Work order: When a line below contains the word "Target", copy that line.

[Records drawn from a dataset]
== Segment start ==

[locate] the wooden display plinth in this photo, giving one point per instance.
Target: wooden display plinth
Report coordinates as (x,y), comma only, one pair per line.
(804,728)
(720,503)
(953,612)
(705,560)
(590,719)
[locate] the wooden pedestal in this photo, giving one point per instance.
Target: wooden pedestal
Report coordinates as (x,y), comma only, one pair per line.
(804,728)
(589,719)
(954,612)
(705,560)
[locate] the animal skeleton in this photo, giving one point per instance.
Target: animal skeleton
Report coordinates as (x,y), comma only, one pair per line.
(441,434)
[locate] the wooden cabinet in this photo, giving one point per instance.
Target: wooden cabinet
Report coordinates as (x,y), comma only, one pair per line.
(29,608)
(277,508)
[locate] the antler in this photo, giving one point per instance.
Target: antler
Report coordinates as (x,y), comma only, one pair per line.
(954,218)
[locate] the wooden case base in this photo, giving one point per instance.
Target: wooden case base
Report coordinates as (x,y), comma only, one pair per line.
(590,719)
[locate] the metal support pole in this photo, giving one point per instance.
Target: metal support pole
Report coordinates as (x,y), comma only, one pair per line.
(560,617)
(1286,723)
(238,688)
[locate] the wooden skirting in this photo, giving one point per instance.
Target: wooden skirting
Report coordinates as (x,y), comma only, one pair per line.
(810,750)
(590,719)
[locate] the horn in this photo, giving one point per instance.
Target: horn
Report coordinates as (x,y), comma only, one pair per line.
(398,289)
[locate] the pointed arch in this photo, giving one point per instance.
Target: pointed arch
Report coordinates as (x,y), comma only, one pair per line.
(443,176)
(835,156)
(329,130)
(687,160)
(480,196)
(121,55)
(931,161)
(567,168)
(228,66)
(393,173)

== Segment end ==

Response to this exercise:
Target: wooden display plinth
Target: wooden pedestal
Target: animal skeleton
Target: wooden cabinet
Target: antler
Target: wooden case base
Target: metal support pole
Target: wooden skirting
Target: horn
Target: pointed arch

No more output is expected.